=== DATA FOR PROCESSING ===
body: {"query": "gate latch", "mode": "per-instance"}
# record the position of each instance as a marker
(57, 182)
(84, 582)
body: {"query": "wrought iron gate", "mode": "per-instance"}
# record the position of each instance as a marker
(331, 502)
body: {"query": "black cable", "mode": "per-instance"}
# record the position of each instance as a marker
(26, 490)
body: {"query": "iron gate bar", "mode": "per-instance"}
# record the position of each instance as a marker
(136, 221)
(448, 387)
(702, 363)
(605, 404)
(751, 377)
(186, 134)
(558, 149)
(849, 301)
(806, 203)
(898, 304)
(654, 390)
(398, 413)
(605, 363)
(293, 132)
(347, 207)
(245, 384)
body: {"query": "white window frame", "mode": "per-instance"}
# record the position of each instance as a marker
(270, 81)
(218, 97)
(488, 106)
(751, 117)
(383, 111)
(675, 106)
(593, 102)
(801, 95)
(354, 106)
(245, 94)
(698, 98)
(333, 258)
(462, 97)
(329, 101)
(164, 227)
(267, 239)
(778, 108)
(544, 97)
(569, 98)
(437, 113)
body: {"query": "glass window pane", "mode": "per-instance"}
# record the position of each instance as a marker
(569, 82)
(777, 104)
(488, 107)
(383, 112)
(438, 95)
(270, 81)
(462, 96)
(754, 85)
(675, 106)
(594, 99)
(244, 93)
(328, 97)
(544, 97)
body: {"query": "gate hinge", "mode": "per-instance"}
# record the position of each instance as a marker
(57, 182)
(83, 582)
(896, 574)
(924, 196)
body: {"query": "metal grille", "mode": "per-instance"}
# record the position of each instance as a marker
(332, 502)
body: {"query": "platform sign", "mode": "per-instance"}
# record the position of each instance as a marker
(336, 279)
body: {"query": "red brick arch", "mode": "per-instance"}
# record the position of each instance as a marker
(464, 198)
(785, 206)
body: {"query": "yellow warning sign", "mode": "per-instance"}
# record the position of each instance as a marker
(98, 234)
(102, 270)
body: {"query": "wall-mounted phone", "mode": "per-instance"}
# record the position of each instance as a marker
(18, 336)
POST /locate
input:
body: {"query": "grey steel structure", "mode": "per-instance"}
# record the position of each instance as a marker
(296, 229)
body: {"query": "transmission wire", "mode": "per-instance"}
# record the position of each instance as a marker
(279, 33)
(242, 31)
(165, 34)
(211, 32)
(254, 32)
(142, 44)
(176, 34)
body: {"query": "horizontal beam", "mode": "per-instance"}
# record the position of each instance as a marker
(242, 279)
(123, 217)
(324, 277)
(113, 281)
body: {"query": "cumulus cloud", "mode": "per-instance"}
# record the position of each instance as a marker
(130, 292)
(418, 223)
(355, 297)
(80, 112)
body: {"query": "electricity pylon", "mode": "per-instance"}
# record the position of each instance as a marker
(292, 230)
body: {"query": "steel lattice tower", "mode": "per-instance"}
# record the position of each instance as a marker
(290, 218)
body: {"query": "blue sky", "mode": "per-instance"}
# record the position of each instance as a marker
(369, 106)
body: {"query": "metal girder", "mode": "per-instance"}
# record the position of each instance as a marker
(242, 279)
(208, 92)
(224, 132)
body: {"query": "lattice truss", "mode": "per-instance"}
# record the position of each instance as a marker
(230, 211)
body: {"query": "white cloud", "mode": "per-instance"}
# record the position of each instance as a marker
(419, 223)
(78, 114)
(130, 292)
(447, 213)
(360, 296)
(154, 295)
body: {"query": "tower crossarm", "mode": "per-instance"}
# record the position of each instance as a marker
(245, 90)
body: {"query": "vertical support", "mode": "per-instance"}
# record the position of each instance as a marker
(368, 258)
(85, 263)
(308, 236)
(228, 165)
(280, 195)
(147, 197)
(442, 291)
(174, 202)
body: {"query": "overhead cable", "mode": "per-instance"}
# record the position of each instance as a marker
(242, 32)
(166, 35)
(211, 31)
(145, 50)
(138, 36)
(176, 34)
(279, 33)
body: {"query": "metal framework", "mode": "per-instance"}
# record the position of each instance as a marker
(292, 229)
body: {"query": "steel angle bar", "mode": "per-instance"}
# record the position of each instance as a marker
===
EXERCISE REQUIREMENTS ▸ Within the listing, how many lines hold the string "window"? Answer with the number alone.

TASK ANSWER ▸ 2